Exercise requirements = From the listing below, pick out each line with the word "belt".

-------

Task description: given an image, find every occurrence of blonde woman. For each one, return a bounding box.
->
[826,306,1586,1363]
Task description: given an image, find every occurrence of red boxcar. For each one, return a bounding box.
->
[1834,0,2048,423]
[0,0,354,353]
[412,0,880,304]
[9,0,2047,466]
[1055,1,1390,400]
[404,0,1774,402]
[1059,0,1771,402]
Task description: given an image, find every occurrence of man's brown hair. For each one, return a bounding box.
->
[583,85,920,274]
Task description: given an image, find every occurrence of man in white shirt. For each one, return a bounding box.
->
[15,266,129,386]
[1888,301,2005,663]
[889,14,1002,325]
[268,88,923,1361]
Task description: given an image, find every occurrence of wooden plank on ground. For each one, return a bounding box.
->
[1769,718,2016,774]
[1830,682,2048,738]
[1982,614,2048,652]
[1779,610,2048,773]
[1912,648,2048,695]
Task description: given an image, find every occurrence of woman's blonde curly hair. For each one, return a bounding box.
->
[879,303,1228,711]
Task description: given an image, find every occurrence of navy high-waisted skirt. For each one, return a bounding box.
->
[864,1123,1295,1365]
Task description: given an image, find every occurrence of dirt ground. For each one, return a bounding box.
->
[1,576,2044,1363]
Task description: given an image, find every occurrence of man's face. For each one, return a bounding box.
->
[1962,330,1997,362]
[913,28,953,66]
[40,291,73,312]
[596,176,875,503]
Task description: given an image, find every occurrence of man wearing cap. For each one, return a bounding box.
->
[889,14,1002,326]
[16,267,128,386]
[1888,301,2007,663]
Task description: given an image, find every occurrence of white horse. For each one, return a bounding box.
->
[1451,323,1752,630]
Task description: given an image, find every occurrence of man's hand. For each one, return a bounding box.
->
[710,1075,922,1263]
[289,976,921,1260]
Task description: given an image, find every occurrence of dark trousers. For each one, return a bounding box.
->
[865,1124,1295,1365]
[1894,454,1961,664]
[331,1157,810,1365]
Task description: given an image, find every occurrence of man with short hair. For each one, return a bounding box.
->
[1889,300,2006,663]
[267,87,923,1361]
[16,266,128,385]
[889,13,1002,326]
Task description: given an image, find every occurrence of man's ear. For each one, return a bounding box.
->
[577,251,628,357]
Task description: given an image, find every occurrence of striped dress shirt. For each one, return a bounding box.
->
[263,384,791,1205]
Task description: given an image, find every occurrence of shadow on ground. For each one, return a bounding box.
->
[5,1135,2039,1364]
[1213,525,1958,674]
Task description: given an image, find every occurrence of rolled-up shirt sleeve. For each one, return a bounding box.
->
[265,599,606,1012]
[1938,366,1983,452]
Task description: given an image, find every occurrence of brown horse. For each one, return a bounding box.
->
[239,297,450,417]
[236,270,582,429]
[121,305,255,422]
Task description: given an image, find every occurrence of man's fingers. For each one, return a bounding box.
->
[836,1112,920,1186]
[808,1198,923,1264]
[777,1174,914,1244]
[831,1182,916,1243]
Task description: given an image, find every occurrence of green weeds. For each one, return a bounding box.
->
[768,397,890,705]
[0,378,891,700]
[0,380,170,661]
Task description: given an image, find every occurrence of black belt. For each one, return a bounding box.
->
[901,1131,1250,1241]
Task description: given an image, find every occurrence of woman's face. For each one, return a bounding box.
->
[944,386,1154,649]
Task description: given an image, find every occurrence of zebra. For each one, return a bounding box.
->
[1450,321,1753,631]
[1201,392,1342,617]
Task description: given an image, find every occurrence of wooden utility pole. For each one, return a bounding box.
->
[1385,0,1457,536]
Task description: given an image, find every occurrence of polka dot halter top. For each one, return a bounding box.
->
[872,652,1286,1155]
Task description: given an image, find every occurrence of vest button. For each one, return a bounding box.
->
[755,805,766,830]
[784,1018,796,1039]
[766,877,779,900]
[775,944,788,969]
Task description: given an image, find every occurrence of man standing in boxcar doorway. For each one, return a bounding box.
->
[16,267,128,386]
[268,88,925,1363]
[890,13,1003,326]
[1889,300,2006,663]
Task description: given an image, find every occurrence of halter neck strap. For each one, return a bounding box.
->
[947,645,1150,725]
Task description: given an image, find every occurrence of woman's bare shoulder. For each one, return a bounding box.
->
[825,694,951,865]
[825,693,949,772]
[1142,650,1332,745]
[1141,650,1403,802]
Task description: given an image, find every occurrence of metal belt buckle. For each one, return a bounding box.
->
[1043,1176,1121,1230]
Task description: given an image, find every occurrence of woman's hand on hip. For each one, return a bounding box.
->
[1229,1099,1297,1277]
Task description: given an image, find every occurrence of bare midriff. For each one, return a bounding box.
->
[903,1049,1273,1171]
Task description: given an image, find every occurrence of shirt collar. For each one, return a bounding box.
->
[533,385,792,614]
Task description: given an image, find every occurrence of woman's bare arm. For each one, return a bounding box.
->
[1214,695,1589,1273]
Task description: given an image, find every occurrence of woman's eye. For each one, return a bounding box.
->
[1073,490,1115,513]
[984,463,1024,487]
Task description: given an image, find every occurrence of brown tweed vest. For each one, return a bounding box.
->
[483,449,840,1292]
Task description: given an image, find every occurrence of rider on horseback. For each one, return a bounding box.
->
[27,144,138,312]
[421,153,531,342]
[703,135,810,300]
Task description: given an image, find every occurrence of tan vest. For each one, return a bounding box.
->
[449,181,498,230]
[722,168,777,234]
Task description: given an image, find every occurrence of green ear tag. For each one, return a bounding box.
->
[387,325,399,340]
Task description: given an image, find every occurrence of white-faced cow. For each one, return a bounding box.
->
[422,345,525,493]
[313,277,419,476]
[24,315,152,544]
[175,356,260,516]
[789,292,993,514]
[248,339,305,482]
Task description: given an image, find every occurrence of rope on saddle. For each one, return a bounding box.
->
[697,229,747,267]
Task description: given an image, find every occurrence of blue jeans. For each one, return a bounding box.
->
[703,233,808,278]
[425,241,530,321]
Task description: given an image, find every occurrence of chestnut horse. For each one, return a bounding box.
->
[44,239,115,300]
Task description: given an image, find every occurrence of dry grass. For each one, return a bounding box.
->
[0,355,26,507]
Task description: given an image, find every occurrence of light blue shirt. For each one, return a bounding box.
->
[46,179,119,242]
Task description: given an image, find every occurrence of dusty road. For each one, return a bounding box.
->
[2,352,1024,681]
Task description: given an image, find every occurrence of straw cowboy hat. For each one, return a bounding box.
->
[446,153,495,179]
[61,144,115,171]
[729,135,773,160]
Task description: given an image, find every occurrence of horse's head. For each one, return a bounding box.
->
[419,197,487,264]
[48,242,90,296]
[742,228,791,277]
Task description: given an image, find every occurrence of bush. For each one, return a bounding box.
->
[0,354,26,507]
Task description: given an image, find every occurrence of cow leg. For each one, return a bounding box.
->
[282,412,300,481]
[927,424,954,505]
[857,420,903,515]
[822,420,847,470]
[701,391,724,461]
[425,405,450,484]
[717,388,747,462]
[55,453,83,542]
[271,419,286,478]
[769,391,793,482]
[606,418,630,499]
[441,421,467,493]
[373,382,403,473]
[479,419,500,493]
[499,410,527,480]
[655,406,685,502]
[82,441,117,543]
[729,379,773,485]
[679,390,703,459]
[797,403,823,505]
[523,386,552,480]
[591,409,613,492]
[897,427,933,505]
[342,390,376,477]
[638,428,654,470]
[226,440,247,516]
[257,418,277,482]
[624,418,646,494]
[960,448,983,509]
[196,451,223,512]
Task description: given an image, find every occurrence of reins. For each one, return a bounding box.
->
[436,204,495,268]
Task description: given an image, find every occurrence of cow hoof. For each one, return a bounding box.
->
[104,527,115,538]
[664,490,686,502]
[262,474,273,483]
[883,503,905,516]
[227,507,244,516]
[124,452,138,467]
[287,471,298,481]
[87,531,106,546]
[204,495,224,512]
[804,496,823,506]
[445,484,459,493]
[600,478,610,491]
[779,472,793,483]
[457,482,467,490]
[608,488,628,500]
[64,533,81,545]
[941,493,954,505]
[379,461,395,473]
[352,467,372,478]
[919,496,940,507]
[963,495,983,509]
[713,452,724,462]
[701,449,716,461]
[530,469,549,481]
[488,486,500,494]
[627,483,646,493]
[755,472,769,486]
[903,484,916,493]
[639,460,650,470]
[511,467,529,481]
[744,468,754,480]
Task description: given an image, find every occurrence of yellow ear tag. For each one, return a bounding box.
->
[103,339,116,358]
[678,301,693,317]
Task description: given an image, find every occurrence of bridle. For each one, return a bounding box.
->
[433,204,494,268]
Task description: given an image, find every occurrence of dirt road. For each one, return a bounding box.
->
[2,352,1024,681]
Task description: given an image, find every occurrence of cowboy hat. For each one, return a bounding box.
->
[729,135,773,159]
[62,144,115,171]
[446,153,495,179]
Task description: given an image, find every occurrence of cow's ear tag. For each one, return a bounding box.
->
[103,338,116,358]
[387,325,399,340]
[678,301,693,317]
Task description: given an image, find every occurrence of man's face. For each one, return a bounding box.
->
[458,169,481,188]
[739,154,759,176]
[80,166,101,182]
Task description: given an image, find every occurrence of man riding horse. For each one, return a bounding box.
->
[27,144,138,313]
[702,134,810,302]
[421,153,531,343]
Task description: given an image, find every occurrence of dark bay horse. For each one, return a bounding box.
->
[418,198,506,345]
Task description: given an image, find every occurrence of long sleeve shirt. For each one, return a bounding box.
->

-------

Answer section =
Task description: given an image, find every occurrence of black belt. For each one, return a bounding box.
Task description: given an image, find every occurrence of metal belt buckle. For each one, return a bounding box.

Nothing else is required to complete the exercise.